begin
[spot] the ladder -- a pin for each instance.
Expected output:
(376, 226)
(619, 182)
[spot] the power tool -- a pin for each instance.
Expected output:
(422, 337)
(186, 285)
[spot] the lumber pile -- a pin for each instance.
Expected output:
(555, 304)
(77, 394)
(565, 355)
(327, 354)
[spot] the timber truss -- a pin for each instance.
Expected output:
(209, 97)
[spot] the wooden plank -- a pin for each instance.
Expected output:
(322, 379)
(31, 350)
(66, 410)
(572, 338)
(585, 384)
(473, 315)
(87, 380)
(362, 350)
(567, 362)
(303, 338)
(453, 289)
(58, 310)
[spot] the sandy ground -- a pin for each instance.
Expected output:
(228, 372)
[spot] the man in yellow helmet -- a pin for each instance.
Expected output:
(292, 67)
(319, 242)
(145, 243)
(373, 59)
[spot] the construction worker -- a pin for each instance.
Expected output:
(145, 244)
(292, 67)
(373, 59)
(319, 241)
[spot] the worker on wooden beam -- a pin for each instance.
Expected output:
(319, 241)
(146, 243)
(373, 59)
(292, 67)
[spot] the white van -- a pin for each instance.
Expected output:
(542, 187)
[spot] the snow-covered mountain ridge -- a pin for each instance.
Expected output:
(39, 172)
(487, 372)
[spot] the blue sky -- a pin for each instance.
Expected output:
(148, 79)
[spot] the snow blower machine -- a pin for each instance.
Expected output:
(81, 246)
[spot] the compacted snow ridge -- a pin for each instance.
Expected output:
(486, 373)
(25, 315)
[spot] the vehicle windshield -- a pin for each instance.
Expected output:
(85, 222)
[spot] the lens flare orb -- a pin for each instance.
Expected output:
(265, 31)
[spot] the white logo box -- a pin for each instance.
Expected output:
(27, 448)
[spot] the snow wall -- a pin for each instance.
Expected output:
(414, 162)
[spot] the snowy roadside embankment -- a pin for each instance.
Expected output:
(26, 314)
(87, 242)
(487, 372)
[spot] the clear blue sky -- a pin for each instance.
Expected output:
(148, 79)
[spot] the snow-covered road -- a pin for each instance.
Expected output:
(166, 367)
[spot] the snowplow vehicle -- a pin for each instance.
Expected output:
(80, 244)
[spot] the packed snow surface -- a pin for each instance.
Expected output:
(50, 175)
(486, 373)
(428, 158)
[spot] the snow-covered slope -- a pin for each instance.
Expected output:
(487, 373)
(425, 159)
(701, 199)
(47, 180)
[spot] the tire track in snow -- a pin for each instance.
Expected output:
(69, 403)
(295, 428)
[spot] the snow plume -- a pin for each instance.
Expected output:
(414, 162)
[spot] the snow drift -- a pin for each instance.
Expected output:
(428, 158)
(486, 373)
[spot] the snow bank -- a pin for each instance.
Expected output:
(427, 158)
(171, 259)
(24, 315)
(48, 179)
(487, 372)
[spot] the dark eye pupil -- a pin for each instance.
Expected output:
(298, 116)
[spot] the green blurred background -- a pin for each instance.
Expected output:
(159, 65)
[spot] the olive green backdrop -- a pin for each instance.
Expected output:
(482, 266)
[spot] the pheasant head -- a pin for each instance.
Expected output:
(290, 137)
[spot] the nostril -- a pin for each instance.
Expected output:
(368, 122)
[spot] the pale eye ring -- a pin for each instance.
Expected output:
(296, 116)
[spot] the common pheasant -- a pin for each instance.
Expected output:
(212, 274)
end
* _Task requirements_
Write out every item above again, reproducing each line word for word.

* _Solution to the problem_
[spot] the ladder -- a pin for each instance.
Expected output:
(376, 226)
(619, 182)
[spot] the power tool -- a pin for each instance.
Expected output:
(422, 337)
(186, 285)
[spot] the lumber pile -- a pin for each instance.
Expected output:
(555, 304)
(77, 394)
(565, 355)
(327, 354)
[spot] the timber truss -- a pin for each instance.
Expected output:
(209, 97)
[spot] the wooden plank -- a pin for each instance.
Expected output:
(322, 379)
(31, 350)
(66, 410)
(572, 338)
(585, 384)
(473, 315)
(87, 380)
(362, 350)
(567, 362)
(303, 338)
(453, 289)
(58, 310)
[spot] the sandy ground -- a pin for each instance.
Expected output:
(228, 372)
[spot] the man in yellow helmet -- a pin for each instance.
Expected output:
(292, 67)
(319, 242)
(145, 243)
(373, 59)
[spot] the construction worker -- a pin for each instance.
Expected output:
(145, 244)
(292, 67)
(373, 59)
(319, 241)
[spot] the worker on wooden beam -- a pin for each instance.
Expected output:
(319, 241)
(146, 243)
(373, 59)
(292, 67)
[spot] the white van -- a pin for each instance.
Expected output:
(542, 187)
[spot] the snow-covered mountain ridge -- a pin for each instance.
Expected output:
(39, 172)
(487, 372)
[spot] the blue sky -- a pin for each instance.
Expected output:
(148, 79)
[spot] the snow blower machine -- a pin for each instance.
Expected output:
(81, 246)
[spot] the compacted snow ridge -- a pin for each instance.
Expected output:
(486, 373)
(25, 315)
[spot] the vehicle windshield -- a pin for each instance.
Expected output:
(85, 222)
[spot] the lens flare orb -- a pin for each instance.
Expected output:
(265, 31)
[spot] the white logo box -- a pin for each instance.
Expected output:
(27, 448)
[spot] the snow wall -- a pin for each instance.
Expected output:
(414, 162)
[spot] the snowy roadside embankment -- a pin for each instance.
Expected output:
(26, 314)
(87, 242)
(487, 372)
[spot] the clear blue sky -- a pin for each instance.
Expected output:
(148, 79)
[spot] the snow-covered road -- a pin for each instance.
Expected output:
(166, 367)
[spot] the snowplow vehicle -- a pin for each instance.
Expected output:
(80, 244)
[spot] the packed snow surface -- a pin for each instance.
Expected output:
(50, 175)
(486, 373)
(428, 158)
[spot] the snow-covered slope -- a pin for each instance.
Expected output:
(487, 373)
(425, 159)
(701, 199)
(47, 180)
[spot] the tire track in snow -- a pin for each instance.
Expected output:
(69, 403)
(295, 428)
[spot] the snow plume -- a pin for each instance.
Expected output:
(414, 162)
[spot] the snow drift -- a pin for each instance.
Expected output:
(428, 158)
(486, 373)
[spot] the snow bank -- a pin for each instance.
Expected output:
(427, 158)
(171, 259)
(24, 315)
(48, 179)
(487, 372)
[spot] the dark eye pupil -- a pin for each instance.
Expected output:
(298, 116)
[spot] the green blurred background -- a pin for each instance.
Expected output:
(159, 65)
[spot] the olive green backdrop -- a pin for each instance.
Expected output:
(482, 266)
[spot] the pheasant head -- a pin for each instance.
Expected output:
(290, 137)
[spot] the nostril -- a pin for each instance.
Expected output:
(368, 122)
[spot] the pale eye ring -- a pin for each instance.
Expected output:
(296, 116)
[spot] the common pheasant -- a pin for each instance.
Expected output:
(212, 274)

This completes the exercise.